- _Goal of the exercise_: In the article below about the AI bubble, how many humanoid robots are estimated to exist by 2040?

Why the AI Bubble Isn’t Bursting After All

For months, German media such as Handelsblatt, manager-magazin, and other media outlets in Europe have been painting a picture of impending disaster: the AI bubble will soon burst, leading to an AI crash. These warnings are primarily being voiced by European media, not so much in the US. That’s because the US sees potential in artificial intelligence that European experts and media outlets are unwilling—or unable—to see.

A few weeks ago, I wrote in my post AI Bubble? A Fairy Tale for Scaredy-Cats explained why these fears are unfounded. And also why this technology cannot be compared to the dot-com bubble.

Bubbles: AI versus the Internet

First, during the dot-com bubble around 2000, the companies that went bankrupt were often startups that had driven up valuations and expectations with venture capital financing. When no more fresh venture capital came in, everything collapsed. With artificial intelligence, it’s different. The companies involved are all highly profitable. The amounts that tech giants such as Microsoft, Google, Apple, and Nvidia are investing in the expansion of AI infrastructure and the training of new AI models are only a fraction of the profits these companies rake in every quarter. Even if the investments have to be written off, these companies are still highly profitable and liquid.

Secondly, skeptics and AI bubble warning voices consider AI to be too limited. When they talk about AI, they mainly have chatbots—i.e., large language models (LLMs)—in mind. However, these LLMs are the smallest part of the entire AI world, and not even the most computationally intensive. Even AI agents, where language models are combined with other software tools to create independent agents that can perform complex tasks on their own, require more processor time and thus also data centers.

AI Agent

And yet the age of AI has not even really taken off yet, because after standalone AI, such as chatbots, and autonomous AI or AI agents, physical or embodied AI is now following.

Artificial intelligence is embedded in cars, robots, machines, and drones, turning them into autonomous actors in our physical world. Autonomous cars such as those from Waymo and Zoox are just beginning to populate our roads. And they not only need local AI chips in the device itself, but also access to powerful data centers that offer the necessary computing power.

Humanoid robots, whose numbers are estimated to reach one billion or more by 2040, will perform so many complex tasks in households, factories, offices, and open spaces that they will not be able to function without data centers and AI tools. The computing power that chatbots require today, which seems enormous to us, will pale in comparison to the demands of physical AI.

This means that the estimated $600 to $700 billion that tech giants will have invested in the expansion and development of AI and AI infrastructure in 2025 alone is really just the beginning. The $7 trillion (i.e., $7,000 billion) figure cited by OpenAI CEO Sam Altman is already proving to be a fairly accurate and verifiable estimate of the sums that will be required.

But why are European media and experts so wrong?

- _Data listing_:
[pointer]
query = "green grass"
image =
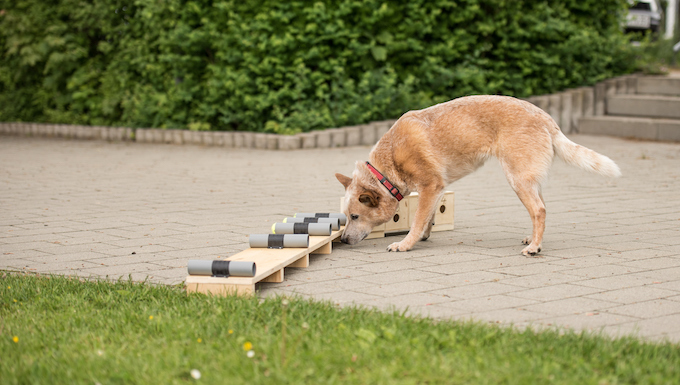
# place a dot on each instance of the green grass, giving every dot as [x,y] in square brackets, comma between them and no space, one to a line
[128,333]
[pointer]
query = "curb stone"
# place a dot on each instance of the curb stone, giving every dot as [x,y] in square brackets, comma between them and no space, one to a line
[566,107]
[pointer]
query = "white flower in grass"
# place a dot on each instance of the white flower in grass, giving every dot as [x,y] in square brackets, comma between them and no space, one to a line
[195,374]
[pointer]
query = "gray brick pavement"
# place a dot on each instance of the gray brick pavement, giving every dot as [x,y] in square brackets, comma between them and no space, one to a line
[611,259]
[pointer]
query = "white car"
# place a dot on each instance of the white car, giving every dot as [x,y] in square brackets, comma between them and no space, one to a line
[643,15]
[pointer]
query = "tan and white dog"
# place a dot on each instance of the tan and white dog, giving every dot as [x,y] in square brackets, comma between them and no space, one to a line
[428,149]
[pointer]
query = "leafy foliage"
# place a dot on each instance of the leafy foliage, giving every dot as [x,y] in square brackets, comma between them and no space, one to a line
[291,66]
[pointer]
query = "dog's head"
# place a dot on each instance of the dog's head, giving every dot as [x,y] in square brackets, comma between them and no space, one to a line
[367,204]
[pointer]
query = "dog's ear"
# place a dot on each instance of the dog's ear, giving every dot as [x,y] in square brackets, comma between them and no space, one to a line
[345,180]
[369,199]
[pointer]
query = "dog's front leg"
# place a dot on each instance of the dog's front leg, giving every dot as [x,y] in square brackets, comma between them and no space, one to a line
[427,202]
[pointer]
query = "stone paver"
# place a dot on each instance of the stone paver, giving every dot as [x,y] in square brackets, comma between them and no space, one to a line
[611,259]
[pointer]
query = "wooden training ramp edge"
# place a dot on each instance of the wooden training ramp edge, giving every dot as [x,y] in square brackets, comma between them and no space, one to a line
[270,265]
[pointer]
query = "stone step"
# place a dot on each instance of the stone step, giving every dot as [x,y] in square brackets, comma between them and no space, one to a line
[653,106]
[629,127]
[658,85]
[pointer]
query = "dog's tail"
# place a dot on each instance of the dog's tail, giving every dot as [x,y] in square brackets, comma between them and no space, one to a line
[583,157]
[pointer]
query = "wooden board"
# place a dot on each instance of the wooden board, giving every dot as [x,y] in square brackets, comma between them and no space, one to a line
[270,265]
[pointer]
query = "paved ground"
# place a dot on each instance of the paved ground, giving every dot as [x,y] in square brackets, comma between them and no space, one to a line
[611,258]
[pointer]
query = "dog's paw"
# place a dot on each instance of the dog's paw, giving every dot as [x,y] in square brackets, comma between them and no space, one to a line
[398,246]
[531,251]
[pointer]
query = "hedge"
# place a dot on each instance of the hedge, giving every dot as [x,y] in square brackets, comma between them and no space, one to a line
[291,66]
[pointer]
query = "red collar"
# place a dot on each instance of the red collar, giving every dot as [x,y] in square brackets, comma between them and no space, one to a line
[385,182]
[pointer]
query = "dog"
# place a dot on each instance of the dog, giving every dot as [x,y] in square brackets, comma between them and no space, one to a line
[425,150]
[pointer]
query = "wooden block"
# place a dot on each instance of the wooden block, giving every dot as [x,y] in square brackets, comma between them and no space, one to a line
[217,286]
[443,217]
[277,276]
[302,262]
[325,249]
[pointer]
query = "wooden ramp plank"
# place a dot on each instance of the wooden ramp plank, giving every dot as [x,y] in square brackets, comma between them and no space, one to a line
[270,265]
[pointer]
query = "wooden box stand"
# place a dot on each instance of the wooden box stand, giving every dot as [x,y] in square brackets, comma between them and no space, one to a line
[402,220]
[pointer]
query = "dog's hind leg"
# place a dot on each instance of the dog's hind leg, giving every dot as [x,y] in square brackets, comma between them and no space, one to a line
[527,186]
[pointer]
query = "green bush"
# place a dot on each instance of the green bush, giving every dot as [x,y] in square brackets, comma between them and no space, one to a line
[291,66]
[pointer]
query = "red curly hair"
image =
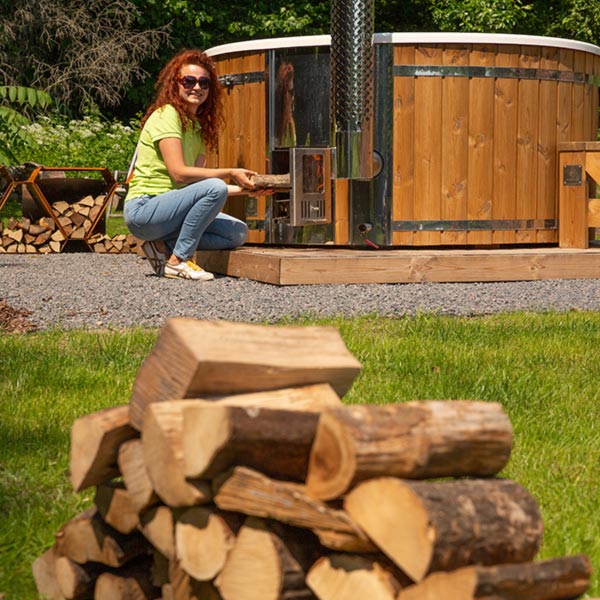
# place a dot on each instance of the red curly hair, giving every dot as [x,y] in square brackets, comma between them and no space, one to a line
[210,112]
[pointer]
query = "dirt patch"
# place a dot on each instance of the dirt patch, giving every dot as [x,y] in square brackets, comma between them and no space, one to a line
[15,320]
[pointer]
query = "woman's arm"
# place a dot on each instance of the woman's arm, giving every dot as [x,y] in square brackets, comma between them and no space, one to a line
[172,153]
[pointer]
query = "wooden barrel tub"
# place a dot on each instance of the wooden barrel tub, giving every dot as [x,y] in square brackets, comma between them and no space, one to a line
[467,127]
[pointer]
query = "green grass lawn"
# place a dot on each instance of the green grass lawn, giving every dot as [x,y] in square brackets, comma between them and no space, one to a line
[544,369]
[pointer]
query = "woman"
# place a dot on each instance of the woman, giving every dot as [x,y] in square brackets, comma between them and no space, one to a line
[174,201]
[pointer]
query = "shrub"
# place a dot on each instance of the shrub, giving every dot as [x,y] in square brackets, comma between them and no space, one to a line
[92,141]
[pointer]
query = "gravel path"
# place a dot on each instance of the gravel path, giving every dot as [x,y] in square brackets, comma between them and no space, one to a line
[87,290]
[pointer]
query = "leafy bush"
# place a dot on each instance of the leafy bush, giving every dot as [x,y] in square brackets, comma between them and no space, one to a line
[92,141]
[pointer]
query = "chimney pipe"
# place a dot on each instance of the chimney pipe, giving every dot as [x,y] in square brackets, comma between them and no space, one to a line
[352,25]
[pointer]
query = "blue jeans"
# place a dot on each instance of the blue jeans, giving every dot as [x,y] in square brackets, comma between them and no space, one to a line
[186,219]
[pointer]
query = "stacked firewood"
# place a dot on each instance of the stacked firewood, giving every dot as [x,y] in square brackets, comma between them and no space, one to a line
[236,472]
[77,220]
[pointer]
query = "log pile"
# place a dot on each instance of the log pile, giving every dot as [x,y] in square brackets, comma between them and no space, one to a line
[77,221]
[236,472]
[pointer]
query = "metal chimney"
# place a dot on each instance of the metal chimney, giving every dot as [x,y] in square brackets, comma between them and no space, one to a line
[352,25]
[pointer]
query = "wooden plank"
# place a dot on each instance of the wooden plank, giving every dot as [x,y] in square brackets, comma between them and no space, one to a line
[506,108]
[428,148]
[342,211]
[404,137]
[547,179]
[573,210]
[302,266]
[481,150]
[455,145]
[527,135]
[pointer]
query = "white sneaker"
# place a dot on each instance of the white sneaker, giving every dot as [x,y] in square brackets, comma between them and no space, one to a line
[187,270]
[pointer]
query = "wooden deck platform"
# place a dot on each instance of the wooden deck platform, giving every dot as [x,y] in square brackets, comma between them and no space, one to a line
[295,266]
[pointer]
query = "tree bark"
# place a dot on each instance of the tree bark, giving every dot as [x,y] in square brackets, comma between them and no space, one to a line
[95,441]
[413,440]
[217,357]
[163,456]
[555,579]
[135,475]
[274,182]
[429,526]
[77,581]
[184,587]
[116,506]
[252,493]
[158,526]
[203,539]
[267,562]
[129,583]
[277,442]
[348,577]
[87,538]
[44,575]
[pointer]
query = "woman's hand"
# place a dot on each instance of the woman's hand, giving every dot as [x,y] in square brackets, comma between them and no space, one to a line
[242,177]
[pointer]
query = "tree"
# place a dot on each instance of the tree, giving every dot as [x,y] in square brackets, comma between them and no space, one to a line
[82,52]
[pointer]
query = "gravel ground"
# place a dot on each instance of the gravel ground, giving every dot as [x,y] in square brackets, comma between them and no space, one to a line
[87,290]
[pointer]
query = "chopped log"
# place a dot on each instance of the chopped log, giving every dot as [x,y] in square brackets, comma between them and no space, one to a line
[87,538]
[277,442]
[77,580]
[184,587]
[44,575]
[95,441]
[203,539]
[267,562]
[347,577]
[131,464]
[252,493]
[115,505]
[317,397]
[555,579]
[163,455]
[132,582]
[413,440]
[157,525]
[274,182]
[219,357]
[426,526]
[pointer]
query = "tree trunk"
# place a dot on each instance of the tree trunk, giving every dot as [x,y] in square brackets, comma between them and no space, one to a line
[129,583]
[555,579]
[87,538]
[252,493]
[75,580]
[277,442]
[163,455]
[217,357]
[429,526]
[135,475]
[273,182]
[413,440]
[95,441]
[203,539]
[184,587]
[44,575]
[267,563]
[116,507]
[158,526]
[349,577]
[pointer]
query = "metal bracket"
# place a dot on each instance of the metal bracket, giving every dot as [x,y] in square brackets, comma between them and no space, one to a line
[572,174]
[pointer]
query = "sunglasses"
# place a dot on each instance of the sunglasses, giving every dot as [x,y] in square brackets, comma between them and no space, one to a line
[189,82]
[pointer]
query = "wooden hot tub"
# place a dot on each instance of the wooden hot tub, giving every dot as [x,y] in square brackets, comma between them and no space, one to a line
[467,127]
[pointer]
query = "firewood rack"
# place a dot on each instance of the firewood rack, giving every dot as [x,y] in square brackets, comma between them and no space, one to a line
[31,183]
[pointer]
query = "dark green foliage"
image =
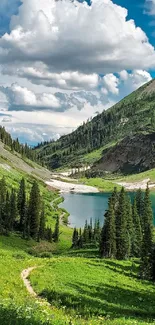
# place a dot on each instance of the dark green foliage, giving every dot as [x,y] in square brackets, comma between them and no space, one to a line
[137,232]
[13,209]
[147,242]
[34,210]
[108,236]
[21,204]
[122,234]
[56,231]
[75,238]
[140,206]
[41,233]
[14,145]
[23,215]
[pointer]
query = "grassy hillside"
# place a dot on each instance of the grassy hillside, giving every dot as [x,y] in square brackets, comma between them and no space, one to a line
[101,291]
[133,115]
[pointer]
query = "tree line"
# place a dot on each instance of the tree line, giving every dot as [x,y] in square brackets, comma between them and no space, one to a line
[15,145]
[22,211]
[89,236]
[127,231]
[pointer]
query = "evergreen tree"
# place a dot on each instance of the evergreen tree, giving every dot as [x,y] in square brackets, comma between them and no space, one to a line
[137,233]
[80,241]
[21,203]
[140,206]
[41,233]
[56,231]
[34,210]
[13,209]
[75,238]
[122,235]
[147,242]
[86,233]
[130,228]
[109,243]
[7,217]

- _Response_: One billion or more.